# [Written request 1]
Count the lines in the records that contain the string "segment", treating case as significant, and reply with the number only.

# [Document excerpt]
'''

New York Strip Steaks with Garlic-Herb Compound Butter
The Story
Compound butter is the steakhouse trick that home cooks underuse. The butter is made days ahead, rolled in plastic wrap into a log, refrigerated, and sliced into coins at service. It takes 10 minutes to make and keeps for 2 weeks in the fridge. A coin of E-1 GSP compound butter placed on a resting steak is the difference between dinner and an experience.
Instructions
- Make the Compound Butter. Combine softened butter with E-1 GSP, garlic, parsley, thyme, lemon zest, and Worcestershire. Mix thoroughly. Place on plastic wrap, roll into a 1.5-inch diameter log, twist the ends, and refrigerate for at least 1 hour. This can be made up to 2 weeks ahead.
- Cook the Strip. Season steaks with E-1 GSP. Let rest at room temperature 30 minutes. Heat cast iron with clarified butter until smoking. Sear 4 minutes per side without moving for a proper crust. Tilt the pan and baste the fat cap for 1 minute. Pull at 130°F internal.

'''

[Stored dataset items]

'''

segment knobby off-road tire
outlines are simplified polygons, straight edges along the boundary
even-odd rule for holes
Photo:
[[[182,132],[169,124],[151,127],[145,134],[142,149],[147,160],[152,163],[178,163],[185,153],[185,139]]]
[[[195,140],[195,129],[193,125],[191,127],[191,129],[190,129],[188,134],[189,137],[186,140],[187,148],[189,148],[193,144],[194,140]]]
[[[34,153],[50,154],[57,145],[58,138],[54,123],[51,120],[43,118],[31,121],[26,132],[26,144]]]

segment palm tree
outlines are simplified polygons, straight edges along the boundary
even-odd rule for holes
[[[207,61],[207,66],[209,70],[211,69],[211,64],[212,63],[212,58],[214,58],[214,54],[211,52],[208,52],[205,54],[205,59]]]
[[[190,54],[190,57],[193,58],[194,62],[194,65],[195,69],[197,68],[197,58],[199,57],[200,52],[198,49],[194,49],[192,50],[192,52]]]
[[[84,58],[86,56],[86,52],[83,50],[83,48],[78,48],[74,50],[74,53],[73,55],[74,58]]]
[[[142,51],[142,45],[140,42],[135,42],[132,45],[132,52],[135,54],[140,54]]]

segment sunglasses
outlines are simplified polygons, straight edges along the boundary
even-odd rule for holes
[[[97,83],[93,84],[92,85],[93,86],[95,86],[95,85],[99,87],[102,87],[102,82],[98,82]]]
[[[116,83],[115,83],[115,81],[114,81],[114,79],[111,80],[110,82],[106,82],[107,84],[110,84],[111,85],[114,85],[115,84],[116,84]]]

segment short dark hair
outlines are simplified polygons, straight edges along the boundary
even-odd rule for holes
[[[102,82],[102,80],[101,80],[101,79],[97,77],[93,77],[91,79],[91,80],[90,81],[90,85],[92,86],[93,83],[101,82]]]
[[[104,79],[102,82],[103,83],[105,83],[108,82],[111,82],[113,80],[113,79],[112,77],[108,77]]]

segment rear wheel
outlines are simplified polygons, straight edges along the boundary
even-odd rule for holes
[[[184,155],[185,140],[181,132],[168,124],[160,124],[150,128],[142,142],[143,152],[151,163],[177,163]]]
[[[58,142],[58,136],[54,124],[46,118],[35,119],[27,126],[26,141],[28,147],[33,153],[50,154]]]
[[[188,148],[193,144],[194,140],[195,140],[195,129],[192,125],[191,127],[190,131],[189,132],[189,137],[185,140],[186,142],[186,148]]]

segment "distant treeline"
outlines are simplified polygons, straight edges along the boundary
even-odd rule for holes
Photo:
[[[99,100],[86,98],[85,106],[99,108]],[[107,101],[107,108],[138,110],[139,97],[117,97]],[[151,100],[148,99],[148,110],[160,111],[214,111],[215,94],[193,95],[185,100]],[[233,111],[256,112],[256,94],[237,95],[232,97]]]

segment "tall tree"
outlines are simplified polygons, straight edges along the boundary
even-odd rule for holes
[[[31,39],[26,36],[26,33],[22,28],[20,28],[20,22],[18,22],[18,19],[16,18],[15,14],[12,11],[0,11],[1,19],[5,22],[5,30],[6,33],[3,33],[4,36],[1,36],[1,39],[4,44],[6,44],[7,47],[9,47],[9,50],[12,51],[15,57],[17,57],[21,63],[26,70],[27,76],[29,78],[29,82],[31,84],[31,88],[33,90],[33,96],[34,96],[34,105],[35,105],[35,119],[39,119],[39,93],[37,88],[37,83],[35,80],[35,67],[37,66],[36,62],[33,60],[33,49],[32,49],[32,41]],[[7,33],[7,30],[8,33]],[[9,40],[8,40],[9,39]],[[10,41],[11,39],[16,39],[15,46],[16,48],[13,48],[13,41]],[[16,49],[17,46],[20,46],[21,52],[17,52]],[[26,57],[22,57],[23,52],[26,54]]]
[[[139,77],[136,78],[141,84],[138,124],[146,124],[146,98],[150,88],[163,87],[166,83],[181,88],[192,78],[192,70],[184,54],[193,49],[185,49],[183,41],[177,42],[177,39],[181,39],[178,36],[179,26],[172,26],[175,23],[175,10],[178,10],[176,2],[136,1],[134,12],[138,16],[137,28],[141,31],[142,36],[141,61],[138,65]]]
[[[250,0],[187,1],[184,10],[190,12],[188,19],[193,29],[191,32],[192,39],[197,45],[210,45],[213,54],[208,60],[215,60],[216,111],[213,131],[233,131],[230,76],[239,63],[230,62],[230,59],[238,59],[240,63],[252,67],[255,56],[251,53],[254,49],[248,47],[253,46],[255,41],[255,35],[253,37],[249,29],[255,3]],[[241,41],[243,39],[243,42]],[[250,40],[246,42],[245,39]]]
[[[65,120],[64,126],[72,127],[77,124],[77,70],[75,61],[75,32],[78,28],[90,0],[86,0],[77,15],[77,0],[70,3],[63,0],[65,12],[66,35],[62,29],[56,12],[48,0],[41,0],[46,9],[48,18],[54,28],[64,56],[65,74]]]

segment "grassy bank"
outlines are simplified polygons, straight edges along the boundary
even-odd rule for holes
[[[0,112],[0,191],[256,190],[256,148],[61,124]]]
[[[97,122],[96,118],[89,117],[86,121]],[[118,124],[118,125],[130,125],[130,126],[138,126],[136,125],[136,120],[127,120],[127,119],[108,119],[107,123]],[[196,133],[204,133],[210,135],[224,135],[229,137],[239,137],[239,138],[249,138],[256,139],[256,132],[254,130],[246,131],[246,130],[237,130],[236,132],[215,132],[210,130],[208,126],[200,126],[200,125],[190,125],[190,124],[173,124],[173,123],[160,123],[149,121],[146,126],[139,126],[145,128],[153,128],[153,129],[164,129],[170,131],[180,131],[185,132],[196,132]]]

'''

# [Written request 2]
In the strip steak recipe, at what internal temperature are the steaks pulled?

# [Final result 1]
8

# [Final result 2]
130°F